→ List of tasks
- A) Condense the paragraph of the notebook excerpt that begins "For the individuals in all_recs" into one short sentence that keeps its main facts.
- B) Reproduce the part of the notebook excerpt that opens with the words containing "For the individuals" and closes with "using collaborative filtering.".
- C) In the notebook excerpt, what percentage of users received all 10 of their recommendations through collaborative filtering?

→ Source text
For the individuals in **all_recs** who did recieve 10 recommendations using collaborative filtering, we don't really need to worry about them.  However, there were a number of individuals in our dataset who did not receive any recommendations.

-----

`1.` To begin, let's start with finding all of the users in our dataset who didn't get all 10 ratings we would have liked them to have using collaborative filtering.  

In [2]:
users_with_all_recs = []
for user, movie_recs in all_recs.items():
    if len(movie_recs) > 9:
        users_with_all_recs.append(user)

print("There are {} users with all reccomendations from collaborative filtering.".format(len(users_with_all_recs)))

users = np.unique(reviews['user_id'])
users_who_need_recs = np.setdiff1d(users, users_with_all_recs)

print("There are {} users who still need recommendations.".format(len(users_who_need_recs)))
print("This means that only {}% of users received all 10 of their recommendations using collaborative filtering".format(round(len(users_with_all_recs)/len(np.unique(reviews['user_id'])), 4)*100))   

There are 22187 users with all reccomendations from collaborative filtering.
There are 46123 users who still need recommendations.
This means that only 32.48% of users received all 10 of their recommendations using collaborative filtering


In [3]:
# Some test here might be nice
assert len(users_with_all_recs) == 22187
print("That's right there were still another 31781 users who needed recommendations when we only used collaborative filtering!")

That's right there were still another 31781 users who needed recommendations when we only used collaborative filtering!


### Content Based Recommendations

You will be doing a bit of a mix of content and collaborative filtering to make recommendations for the users this time.  This will allow you to obtain recommendations in many cases where we didn't make recommendations earlier.

→ Material
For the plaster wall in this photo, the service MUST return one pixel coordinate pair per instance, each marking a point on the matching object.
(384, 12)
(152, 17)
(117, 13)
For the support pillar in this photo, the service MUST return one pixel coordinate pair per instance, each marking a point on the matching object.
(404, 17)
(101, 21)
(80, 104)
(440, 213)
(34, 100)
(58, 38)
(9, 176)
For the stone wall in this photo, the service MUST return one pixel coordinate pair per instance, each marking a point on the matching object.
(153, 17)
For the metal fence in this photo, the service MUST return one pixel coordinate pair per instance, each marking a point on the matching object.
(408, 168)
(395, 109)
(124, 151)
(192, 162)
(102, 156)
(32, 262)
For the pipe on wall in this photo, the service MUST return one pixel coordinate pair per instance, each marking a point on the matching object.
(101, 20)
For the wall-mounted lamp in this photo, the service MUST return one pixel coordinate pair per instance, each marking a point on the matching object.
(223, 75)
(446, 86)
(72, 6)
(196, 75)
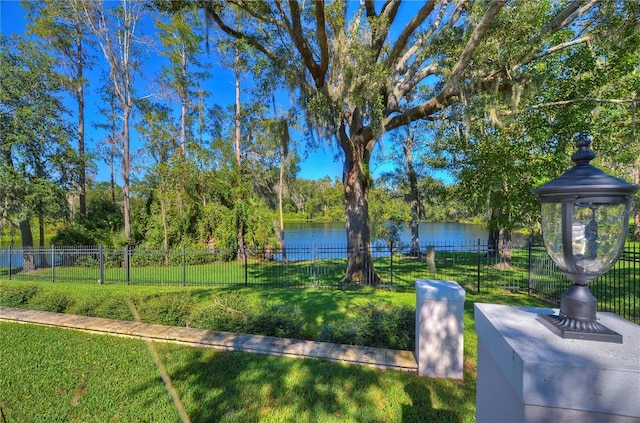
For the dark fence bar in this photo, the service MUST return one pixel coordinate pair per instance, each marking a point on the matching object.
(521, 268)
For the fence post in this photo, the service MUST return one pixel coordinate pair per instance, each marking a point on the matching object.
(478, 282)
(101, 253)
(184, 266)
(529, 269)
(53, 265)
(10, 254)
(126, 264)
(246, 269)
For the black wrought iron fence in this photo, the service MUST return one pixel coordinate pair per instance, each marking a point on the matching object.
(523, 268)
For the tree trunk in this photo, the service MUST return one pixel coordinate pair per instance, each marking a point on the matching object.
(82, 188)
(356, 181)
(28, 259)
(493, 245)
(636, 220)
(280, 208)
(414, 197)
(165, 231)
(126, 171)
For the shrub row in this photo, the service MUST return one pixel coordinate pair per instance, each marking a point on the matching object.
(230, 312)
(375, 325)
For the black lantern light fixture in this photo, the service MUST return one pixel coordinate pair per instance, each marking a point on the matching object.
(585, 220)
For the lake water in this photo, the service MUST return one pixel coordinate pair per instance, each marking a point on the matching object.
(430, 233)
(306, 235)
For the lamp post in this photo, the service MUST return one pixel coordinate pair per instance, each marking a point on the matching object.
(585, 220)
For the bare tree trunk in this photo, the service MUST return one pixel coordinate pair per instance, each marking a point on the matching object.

→ Answers below
- A) Users in all_recs who got 10 collaborative filtering recommendations need no further attention, but a number of users in the dataset got none.

- B)
For the individuals in **all_recs** who did recieve 10 recommendations using collaborative filtering, we don't really need to worry about them.  However, there were a number of individuals in our dataset who did not receive any recommendations.

-----

`1.` To begin, let's start with finding all of the users in our dataset who didn't get all 10 ratings we would have liked them to have using collaborative filtering.

- C) 32.48%